#### Work required:
Rewrite only the lines from the one containing "Point to the decorative pinwheel." through the end of the records, including the requests, with every point coordinate in the answers multiplied by 2 and rounded to a whole number, halves going up. Leave the pictures out of your answer.
►
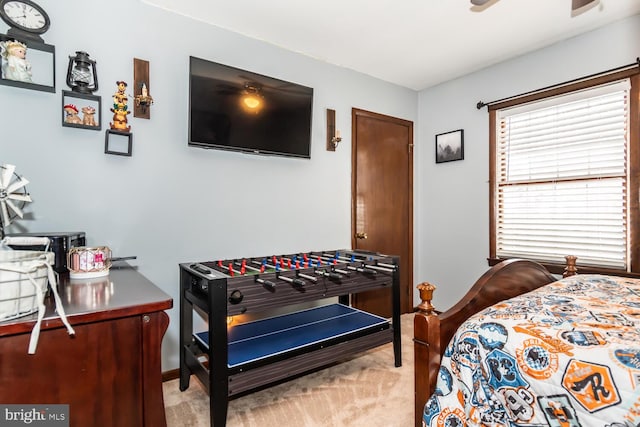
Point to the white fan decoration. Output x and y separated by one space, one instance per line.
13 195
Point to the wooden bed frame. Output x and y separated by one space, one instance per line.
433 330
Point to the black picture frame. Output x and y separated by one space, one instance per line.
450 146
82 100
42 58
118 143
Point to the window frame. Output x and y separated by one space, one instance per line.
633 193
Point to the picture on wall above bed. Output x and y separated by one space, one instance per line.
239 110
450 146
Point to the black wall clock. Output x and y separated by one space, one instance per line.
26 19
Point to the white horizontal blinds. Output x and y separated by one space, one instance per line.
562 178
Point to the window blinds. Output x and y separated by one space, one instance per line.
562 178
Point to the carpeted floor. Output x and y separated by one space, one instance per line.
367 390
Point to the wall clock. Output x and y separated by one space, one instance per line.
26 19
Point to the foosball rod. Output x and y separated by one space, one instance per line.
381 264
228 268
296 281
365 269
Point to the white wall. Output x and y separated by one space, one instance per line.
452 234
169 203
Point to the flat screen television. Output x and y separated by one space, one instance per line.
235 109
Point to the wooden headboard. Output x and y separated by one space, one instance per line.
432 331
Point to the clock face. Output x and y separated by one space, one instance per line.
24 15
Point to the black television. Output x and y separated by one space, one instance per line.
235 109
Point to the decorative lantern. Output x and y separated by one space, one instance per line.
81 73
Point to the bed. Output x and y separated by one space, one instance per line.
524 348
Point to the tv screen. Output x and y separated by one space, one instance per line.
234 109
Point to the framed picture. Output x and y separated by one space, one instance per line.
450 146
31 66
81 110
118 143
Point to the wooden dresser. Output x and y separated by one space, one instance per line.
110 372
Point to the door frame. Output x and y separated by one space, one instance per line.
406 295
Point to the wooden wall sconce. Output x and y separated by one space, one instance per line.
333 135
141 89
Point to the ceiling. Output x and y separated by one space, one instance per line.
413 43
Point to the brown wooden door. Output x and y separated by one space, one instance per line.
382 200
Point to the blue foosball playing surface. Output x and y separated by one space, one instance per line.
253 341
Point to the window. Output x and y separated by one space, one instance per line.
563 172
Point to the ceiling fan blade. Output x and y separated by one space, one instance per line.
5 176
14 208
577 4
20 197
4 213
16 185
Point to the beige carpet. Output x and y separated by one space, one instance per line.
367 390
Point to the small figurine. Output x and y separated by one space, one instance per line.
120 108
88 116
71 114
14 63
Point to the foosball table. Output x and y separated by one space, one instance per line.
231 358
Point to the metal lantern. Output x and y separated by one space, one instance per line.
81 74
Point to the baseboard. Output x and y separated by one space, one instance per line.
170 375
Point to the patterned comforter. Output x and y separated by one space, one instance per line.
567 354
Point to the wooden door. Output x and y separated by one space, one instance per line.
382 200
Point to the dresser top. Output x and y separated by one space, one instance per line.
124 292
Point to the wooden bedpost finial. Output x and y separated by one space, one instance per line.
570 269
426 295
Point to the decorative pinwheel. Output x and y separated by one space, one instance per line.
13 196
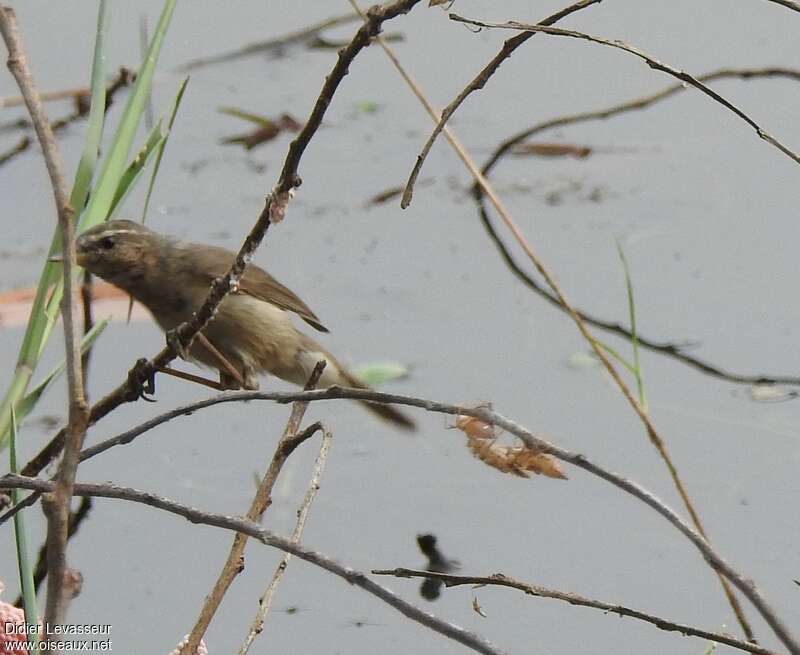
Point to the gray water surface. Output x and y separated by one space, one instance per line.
◄
#### Task output:
Point to the decorative pinwheel. Output x and y separated by one space, one instance per line.
26 392
Point to the gray water surface. Output x and y separated by one space, one instance per line.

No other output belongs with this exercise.